- [What is required]:
Set down all of the data again, character for character.

- [Dataset entries]:
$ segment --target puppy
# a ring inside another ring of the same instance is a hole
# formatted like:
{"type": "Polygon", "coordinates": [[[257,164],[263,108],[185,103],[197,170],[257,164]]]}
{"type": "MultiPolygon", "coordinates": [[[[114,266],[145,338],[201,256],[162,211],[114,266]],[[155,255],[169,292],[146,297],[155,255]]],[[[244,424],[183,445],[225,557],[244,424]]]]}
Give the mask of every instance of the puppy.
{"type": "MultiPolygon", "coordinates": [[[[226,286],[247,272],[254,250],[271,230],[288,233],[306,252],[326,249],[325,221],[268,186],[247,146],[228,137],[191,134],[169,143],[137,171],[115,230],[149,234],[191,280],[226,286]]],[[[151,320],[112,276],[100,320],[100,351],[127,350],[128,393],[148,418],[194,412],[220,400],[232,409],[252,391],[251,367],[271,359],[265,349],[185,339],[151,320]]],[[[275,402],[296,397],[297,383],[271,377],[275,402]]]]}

- [The answer]:
$ segment --target puppy
# a ring inside another ring of the same instance is a hole
# formatted like:
{"type": "Polygon", "coordinates": [[[257,164],[263,108],[185,103],[197,170],[257,164]]]}
{"type": "MultiPolygon", "coordinates": [[[[114,266],[145,338],[201,256],[162,211],[114,266]],[[155,255],[169,292],[146,297],[155,255]]],[[[244,424],[183,445],[225,557],[244,424]]]]}
Give the mask of every instance of the puppy.
{"type": "MultiPolygon", "coordinates": [[[[226,286],[247,272],[254,250],[271,230],[288,233],[306,252],[326,249],[325,221],[268,186],[247,146],[228,137],[191,134],[169,143],[137,171],[115,230],[149,234],[191,280],[226,286]]],[[[151,320],[112,276],[100,320],[100,351],[127,350],[128,393],[148,418],[194,412],[220,400],[232,409],[252,391],[251,367],[271,359],[265,349],[185,339],[151,320]]],[[[275,402],[296,397],[297,383],[271,377],[275,402]]]]}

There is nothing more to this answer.